What to do:
Collect each of the rows below that contains the word "wearing".

Dataset entries:
===============

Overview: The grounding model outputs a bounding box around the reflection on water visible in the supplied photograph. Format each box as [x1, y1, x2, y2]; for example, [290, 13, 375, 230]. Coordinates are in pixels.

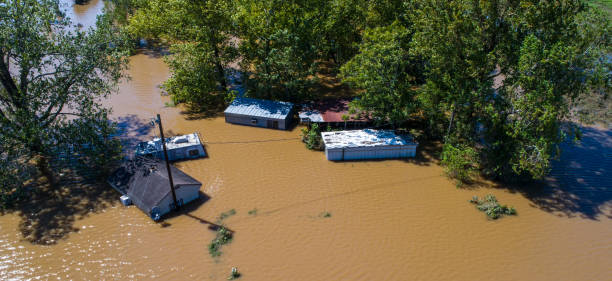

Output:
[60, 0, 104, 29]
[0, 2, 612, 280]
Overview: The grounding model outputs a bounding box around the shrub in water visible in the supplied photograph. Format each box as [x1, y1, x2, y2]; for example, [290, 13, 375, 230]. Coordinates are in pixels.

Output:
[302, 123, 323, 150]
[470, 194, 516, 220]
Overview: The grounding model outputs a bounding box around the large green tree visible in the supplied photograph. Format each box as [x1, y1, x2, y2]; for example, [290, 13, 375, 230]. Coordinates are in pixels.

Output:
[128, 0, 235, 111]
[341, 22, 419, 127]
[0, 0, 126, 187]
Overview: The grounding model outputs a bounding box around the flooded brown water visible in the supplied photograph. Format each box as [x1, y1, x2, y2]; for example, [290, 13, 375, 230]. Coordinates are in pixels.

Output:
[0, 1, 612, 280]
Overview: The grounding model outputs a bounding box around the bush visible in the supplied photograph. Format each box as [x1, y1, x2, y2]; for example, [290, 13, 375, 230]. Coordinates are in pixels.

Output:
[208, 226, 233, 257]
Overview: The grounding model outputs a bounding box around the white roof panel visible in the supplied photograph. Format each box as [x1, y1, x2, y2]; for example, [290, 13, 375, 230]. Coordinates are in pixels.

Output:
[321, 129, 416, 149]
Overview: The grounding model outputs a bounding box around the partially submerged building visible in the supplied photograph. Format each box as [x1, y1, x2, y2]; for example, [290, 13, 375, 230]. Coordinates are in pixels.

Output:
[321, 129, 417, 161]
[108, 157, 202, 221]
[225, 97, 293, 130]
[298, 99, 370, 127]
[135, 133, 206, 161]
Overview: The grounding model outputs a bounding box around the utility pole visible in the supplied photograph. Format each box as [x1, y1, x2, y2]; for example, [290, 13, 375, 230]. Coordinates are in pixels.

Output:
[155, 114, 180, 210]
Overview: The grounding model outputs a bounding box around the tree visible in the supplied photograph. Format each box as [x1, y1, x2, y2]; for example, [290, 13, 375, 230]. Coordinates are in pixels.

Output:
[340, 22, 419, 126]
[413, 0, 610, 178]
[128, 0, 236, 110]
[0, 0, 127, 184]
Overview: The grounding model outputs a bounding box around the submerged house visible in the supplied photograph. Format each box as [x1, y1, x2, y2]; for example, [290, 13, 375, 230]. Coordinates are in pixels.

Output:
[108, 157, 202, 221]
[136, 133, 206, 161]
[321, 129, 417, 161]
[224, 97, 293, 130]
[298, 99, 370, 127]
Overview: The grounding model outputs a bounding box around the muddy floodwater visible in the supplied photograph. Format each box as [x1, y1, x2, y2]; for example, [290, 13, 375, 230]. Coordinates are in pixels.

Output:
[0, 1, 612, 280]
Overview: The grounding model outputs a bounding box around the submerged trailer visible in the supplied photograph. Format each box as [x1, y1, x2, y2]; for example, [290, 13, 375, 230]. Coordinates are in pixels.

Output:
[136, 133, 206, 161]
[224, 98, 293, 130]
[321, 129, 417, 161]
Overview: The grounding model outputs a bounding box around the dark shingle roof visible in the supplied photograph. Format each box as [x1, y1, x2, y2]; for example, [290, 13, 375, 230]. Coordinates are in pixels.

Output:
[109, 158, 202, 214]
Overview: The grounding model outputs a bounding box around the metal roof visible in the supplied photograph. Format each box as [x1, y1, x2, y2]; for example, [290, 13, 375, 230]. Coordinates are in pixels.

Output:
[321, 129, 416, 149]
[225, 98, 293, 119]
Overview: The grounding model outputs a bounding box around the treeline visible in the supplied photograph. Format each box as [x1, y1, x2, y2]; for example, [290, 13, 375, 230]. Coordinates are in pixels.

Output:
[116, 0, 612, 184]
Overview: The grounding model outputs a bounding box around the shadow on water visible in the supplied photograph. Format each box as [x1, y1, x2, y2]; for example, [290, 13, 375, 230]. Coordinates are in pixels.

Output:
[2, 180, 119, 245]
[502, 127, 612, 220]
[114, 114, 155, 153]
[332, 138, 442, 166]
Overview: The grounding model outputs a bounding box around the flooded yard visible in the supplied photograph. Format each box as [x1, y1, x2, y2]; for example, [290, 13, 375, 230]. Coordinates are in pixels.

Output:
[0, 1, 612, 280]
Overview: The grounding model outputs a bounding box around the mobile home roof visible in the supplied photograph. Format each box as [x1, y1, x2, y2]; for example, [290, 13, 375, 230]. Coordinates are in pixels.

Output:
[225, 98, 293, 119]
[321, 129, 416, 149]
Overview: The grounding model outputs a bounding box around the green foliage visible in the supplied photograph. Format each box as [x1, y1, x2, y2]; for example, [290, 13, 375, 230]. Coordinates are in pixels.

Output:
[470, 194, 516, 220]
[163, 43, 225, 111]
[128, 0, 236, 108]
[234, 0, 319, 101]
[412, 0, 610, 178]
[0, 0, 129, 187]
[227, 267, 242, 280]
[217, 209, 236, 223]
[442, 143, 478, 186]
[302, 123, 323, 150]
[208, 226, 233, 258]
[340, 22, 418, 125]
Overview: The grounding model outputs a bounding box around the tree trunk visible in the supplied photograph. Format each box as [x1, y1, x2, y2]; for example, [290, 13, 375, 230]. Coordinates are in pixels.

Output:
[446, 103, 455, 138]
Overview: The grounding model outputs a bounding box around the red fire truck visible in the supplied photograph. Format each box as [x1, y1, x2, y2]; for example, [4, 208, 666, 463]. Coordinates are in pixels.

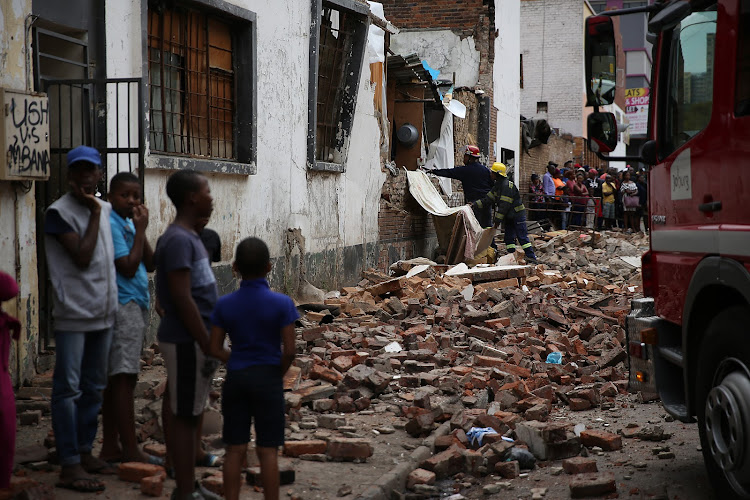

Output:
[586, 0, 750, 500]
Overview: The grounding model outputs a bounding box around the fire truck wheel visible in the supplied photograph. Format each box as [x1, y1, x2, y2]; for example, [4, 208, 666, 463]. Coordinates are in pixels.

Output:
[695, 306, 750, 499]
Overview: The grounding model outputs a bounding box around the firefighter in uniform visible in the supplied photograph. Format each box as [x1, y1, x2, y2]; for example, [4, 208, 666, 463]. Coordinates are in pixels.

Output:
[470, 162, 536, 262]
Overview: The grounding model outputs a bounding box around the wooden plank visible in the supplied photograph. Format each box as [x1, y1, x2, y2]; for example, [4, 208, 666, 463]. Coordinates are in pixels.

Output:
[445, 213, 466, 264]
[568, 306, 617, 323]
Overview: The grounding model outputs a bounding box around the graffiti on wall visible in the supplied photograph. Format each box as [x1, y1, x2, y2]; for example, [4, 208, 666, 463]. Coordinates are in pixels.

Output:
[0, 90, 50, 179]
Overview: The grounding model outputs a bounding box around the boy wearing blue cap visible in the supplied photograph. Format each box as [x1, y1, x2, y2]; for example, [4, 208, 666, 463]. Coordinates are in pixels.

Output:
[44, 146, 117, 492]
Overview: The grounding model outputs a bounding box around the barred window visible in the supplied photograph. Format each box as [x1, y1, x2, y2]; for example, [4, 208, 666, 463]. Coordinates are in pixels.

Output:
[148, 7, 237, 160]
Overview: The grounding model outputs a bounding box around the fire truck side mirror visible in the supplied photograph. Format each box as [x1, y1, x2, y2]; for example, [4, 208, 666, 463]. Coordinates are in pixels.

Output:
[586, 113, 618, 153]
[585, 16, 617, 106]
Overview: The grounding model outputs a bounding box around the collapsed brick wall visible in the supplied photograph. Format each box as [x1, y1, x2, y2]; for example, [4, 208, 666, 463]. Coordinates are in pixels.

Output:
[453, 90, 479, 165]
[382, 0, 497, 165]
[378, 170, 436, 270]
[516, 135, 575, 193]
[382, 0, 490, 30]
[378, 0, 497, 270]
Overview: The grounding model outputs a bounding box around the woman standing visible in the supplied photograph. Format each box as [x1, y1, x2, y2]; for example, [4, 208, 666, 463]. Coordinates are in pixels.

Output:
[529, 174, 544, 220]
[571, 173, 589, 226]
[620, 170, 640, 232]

===============

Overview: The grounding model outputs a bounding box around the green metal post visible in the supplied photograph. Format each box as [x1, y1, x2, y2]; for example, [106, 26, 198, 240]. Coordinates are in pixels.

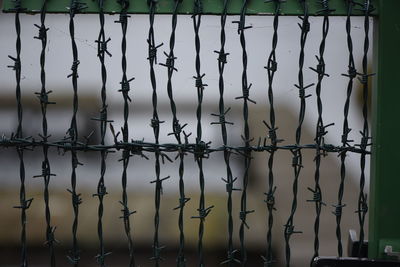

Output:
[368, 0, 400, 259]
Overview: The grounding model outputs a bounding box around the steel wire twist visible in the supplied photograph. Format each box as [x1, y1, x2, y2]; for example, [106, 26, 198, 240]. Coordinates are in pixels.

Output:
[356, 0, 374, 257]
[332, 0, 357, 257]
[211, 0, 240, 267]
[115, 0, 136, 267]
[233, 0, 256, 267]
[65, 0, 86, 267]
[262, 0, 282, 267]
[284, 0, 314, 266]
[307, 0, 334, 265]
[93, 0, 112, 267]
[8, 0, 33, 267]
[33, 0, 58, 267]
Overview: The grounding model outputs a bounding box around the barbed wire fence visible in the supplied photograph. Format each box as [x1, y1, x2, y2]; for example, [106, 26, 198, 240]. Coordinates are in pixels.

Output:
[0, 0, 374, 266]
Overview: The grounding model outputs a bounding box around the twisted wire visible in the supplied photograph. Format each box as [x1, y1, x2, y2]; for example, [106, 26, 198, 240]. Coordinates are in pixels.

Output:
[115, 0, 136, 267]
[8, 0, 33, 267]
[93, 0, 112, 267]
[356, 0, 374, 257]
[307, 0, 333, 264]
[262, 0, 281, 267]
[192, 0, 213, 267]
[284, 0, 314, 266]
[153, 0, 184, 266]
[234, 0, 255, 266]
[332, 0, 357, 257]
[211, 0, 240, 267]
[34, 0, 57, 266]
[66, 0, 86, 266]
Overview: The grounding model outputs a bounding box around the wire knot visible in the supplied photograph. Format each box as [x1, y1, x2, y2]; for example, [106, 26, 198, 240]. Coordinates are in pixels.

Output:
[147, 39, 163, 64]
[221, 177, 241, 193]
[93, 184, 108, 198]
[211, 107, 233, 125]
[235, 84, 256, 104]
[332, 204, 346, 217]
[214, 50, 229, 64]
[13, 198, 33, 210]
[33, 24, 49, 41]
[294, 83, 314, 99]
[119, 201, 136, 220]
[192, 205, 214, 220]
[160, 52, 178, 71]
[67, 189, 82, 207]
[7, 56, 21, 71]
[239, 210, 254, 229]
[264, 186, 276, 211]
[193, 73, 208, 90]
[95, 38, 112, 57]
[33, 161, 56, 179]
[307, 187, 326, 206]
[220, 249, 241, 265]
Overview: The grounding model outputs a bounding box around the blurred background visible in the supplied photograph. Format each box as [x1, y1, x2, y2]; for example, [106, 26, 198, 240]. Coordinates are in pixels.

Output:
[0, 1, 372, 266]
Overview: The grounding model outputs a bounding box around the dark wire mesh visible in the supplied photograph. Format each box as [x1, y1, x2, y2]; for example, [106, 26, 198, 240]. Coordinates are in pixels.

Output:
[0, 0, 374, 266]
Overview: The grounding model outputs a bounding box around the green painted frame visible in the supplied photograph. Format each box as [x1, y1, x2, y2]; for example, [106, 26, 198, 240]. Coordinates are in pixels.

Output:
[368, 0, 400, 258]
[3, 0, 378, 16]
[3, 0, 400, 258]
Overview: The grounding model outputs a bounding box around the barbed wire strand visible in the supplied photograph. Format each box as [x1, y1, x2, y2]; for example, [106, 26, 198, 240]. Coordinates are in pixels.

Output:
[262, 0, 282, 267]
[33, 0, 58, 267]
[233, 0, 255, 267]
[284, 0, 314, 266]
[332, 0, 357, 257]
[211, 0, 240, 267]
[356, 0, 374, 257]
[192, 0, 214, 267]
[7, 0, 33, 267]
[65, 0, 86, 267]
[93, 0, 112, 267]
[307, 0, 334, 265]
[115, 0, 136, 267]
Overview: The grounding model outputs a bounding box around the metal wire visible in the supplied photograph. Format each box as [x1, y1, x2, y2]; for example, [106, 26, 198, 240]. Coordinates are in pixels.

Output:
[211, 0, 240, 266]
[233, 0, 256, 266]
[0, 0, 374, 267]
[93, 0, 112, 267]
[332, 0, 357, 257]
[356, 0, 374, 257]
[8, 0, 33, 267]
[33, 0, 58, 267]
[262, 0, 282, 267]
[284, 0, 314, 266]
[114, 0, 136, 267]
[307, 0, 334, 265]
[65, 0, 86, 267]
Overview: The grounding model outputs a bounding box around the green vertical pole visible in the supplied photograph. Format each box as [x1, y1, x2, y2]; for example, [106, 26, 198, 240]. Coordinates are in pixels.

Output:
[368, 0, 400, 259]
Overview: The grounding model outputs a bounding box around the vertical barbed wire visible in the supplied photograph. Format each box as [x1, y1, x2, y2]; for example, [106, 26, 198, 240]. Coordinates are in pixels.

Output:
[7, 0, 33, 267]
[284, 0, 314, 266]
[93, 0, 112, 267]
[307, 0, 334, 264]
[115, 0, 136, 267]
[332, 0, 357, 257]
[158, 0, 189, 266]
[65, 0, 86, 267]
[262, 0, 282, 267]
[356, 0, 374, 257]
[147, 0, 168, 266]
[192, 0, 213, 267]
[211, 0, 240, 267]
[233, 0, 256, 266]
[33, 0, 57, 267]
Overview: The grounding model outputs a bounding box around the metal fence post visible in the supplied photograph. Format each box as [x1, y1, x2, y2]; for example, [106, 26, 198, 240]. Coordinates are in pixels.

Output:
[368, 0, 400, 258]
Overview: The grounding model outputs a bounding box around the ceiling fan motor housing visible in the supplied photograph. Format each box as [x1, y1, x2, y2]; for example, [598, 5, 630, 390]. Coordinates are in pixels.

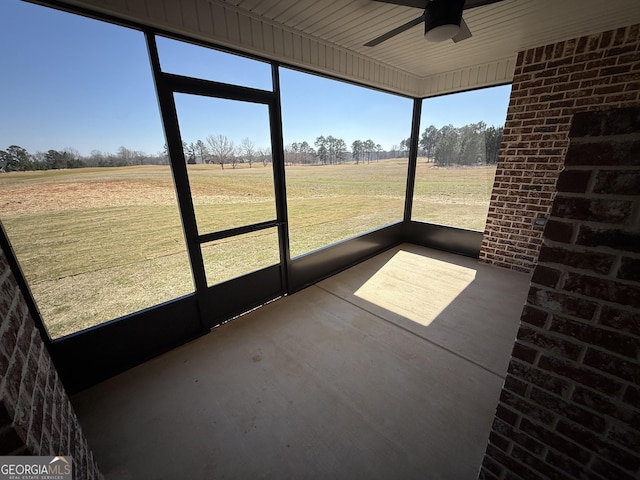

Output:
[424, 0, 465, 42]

===============

Exercise output:
Overview: The grounding model outputs a bounding box around the boy wearing blue cap visible in the supplied photograph. Format each box as [x1, y1, x2, y2]; for example, [4, 208, 666, 463]. Coordinates are in pixels.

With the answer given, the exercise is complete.